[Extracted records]
::::::

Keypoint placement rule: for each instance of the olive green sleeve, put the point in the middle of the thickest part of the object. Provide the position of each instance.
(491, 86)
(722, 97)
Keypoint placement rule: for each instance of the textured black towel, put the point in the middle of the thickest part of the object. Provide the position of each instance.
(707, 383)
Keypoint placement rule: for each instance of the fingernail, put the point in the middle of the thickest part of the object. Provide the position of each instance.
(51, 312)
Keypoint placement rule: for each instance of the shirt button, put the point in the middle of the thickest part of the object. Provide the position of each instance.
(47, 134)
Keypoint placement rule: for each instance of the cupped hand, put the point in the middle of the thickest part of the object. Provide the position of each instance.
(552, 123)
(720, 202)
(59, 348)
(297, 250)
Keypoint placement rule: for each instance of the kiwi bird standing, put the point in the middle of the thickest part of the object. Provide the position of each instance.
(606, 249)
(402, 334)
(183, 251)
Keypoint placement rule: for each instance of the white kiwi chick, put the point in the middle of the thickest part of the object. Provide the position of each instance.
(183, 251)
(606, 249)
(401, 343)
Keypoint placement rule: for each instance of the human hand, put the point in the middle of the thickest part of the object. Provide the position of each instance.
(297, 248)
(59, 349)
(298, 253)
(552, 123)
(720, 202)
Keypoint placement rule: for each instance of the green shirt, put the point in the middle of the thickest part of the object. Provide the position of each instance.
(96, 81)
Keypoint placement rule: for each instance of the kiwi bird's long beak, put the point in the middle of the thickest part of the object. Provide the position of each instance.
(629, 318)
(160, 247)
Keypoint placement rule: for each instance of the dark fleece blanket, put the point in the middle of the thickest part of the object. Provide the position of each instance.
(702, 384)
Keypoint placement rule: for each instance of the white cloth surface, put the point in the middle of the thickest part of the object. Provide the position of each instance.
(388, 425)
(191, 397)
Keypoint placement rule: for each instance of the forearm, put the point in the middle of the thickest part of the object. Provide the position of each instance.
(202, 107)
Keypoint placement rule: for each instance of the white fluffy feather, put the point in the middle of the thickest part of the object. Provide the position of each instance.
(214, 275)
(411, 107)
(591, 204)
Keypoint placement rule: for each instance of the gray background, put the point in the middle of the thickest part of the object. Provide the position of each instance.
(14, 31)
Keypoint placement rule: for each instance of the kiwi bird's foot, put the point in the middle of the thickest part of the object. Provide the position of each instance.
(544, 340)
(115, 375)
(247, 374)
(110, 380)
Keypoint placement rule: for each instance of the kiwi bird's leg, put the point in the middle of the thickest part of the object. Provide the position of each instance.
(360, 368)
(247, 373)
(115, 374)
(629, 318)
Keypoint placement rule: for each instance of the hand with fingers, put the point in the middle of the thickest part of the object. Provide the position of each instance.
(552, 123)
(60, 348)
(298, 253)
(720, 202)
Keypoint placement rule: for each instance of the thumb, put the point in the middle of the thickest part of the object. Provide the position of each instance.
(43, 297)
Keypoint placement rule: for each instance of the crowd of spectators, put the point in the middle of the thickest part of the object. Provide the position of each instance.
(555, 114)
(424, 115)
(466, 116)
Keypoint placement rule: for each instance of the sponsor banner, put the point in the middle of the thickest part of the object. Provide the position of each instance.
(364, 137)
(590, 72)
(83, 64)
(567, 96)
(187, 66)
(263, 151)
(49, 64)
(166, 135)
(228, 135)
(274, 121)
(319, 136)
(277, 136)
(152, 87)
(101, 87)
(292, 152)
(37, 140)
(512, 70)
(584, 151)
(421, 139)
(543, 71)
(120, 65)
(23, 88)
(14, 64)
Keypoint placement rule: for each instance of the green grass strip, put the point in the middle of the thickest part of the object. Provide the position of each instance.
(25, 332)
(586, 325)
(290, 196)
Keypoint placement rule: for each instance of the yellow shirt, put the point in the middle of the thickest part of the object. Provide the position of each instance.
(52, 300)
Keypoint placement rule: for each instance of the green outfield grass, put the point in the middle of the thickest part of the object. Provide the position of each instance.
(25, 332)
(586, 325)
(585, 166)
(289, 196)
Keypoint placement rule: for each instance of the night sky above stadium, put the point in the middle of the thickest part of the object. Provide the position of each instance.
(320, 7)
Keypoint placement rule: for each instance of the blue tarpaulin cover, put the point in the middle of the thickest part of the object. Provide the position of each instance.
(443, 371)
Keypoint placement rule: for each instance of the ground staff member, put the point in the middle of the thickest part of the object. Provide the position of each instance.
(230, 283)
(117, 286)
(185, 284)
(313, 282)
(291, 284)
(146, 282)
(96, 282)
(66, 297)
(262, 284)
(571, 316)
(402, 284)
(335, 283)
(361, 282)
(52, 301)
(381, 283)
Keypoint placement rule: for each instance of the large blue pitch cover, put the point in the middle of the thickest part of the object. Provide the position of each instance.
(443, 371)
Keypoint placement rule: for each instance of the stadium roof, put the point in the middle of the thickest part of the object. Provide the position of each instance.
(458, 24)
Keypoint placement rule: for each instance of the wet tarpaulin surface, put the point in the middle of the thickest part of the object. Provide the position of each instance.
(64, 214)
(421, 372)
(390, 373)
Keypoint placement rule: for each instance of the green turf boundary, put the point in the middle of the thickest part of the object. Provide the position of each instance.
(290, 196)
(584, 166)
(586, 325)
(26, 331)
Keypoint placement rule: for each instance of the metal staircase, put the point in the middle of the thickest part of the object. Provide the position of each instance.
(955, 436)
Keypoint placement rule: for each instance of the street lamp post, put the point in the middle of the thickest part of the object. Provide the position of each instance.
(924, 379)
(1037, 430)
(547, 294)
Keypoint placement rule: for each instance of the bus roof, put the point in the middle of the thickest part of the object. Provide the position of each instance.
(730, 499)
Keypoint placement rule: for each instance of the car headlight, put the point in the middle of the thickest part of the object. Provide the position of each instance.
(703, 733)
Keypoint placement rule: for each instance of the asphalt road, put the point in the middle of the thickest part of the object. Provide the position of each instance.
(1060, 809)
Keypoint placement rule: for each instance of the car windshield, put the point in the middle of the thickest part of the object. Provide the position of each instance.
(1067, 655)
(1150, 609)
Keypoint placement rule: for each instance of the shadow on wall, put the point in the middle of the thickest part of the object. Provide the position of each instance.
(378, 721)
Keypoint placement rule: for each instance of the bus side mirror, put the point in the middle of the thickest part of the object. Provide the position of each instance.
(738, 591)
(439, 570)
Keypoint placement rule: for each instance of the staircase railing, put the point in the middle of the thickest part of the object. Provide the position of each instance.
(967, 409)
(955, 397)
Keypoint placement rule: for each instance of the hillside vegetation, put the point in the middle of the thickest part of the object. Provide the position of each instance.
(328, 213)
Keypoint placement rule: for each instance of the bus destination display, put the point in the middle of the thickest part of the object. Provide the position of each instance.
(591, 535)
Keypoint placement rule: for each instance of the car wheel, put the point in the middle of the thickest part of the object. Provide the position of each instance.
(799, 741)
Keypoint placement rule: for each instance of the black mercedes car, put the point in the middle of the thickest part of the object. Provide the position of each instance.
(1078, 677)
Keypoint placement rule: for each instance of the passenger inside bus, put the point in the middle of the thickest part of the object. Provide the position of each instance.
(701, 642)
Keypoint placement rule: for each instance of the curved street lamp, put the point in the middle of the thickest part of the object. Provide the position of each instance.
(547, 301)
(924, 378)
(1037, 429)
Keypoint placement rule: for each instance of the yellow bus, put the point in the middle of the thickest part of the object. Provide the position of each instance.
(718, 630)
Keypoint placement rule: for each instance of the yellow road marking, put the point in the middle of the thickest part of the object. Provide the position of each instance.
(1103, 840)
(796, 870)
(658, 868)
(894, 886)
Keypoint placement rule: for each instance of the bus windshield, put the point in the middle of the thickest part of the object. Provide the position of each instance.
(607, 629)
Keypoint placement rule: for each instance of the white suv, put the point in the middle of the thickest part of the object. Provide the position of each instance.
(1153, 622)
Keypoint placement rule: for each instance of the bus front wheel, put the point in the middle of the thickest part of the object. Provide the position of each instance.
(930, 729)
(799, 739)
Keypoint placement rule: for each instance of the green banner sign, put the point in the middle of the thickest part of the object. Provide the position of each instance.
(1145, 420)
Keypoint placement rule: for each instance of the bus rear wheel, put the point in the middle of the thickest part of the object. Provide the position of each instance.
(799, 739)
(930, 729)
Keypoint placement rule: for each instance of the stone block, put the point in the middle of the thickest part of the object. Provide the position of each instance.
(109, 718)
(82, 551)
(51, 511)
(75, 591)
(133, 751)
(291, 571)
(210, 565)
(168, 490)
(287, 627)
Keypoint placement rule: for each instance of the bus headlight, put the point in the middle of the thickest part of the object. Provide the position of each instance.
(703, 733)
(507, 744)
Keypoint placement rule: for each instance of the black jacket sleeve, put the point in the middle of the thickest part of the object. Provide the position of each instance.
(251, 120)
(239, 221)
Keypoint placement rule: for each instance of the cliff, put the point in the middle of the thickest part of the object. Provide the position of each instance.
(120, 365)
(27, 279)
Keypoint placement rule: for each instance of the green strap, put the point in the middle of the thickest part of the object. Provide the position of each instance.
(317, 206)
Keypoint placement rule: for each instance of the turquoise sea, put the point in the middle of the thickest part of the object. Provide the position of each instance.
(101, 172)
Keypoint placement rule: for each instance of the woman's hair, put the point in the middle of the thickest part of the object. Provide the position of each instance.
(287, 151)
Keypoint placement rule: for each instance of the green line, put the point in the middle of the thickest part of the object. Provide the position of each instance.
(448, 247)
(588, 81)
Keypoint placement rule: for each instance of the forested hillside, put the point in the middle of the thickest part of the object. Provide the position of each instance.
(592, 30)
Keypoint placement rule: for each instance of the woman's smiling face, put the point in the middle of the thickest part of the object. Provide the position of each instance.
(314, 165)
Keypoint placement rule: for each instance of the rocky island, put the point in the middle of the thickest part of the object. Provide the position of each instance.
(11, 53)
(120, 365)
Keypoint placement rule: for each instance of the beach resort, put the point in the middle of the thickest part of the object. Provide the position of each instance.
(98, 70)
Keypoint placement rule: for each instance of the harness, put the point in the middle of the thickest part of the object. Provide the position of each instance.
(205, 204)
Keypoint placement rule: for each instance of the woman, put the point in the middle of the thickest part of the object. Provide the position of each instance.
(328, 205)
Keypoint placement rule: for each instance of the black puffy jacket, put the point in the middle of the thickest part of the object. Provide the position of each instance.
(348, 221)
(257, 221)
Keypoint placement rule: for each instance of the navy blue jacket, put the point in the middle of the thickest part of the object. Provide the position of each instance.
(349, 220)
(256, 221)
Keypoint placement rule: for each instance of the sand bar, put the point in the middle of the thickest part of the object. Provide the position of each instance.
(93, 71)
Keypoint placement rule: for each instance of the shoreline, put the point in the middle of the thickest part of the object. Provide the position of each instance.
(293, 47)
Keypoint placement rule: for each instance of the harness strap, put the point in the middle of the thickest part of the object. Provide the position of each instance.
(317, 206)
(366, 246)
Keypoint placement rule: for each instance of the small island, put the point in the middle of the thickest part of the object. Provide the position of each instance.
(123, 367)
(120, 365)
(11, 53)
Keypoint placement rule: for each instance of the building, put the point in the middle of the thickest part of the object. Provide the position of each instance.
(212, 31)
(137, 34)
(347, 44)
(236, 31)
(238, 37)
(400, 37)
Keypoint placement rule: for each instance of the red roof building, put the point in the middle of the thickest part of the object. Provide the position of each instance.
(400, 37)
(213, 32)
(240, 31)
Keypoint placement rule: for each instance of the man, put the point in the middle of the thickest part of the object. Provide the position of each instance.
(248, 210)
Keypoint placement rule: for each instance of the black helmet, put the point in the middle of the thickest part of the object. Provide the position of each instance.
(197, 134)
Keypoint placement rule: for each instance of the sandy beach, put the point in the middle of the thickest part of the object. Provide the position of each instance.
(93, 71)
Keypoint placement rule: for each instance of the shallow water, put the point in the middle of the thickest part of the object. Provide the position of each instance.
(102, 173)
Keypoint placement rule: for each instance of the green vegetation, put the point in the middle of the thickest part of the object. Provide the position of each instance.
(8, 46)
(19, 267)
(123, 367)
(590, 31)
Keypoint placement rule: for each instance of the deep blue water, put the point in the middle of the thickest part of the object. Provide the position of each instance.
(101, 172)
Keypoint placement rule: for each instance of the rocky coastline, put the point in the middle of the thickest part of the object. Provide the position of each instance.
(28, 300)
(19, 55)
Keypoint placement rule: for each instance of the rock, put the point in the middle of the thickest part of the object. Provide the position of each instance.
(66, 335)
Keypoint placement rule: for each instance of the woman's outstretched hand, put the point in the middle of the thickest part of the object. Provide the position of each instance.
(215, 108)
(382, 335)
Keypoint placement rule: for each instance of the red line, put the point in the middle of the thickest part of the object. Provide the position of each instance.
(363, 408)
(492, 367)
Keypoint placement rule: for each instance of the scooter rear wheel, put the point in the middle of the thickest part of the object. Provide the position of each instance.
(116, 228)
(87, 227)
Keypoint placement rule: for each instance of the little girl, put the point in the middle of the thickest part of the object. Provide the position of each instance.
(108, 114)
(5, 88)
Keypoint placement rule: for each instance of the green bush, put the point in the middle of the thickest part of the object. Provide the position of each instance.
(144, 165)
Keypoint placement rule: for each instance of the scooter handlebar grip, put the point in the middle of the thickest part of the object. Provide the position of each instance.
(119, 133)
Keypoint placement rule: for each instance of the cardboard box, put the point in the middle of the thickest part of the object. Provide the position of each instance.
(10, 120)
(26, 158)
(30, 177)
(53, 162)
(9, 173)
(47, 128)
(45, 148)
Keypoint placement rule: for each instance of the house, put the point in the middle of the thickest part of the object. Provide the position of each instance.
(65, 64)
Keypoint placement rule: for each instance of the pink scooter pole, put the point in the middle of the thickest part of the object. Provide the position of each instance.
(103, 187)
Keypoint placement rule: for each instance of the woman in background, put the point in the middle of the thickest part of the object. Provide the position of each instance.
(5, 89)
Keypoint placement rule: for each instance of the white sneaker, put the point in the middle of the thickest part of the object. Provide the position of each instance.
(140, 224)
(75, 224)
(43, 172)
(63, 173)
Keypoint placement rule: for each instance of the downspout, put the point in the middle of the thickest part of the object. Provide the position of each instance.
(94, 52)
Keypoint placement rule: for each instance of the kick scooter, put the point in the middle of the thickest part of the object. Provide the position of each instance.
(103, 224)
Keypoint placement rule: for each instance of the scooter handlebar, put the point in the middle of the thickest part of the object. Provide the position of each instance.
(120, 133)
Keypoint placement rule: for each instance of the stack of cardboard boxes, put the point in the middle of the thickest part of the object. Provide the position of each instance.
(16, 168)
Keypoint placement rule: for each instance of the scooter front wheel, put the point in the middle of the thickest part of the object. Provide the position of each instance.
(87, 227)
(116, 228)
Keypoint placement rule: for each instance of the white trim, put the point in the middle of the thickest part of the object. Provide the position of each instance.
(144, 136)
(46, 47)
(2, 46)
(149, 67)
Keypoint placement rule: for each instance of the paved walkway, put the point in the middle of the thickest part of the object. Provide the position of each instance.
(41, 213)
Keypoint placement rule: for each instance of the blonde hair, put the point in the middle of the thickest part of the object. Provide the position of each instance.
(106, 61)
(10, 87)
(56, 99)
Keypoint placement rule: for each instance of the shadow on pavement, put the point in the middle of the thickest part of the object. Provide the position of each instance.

::::::

▶ **PROBLEM TO SOLVE**
Please write out, exactly as they appear, the lines from the one containing "Keypoint placement rule: for each instance of the paved" through the last line of the records above, and nothing more.

▶ **EXERCISE ANSWER**
Keypoint placement rule: for each instance of the paved walkway, put the point in the middle of the thickest part of the object. Provide the position of each instance.
(41, 213)
Keypoint placement rule: for each instance of the blonde hair, put the point in the middle of the thickest part of the object. Provide the position of each instance.
(106, 61)
(10, 87)
(56, 99)
Keypoint placement rule: for each instance of the shadow on pavement, put the point in the middle of the thickest part of the object. Provide the position of each instance.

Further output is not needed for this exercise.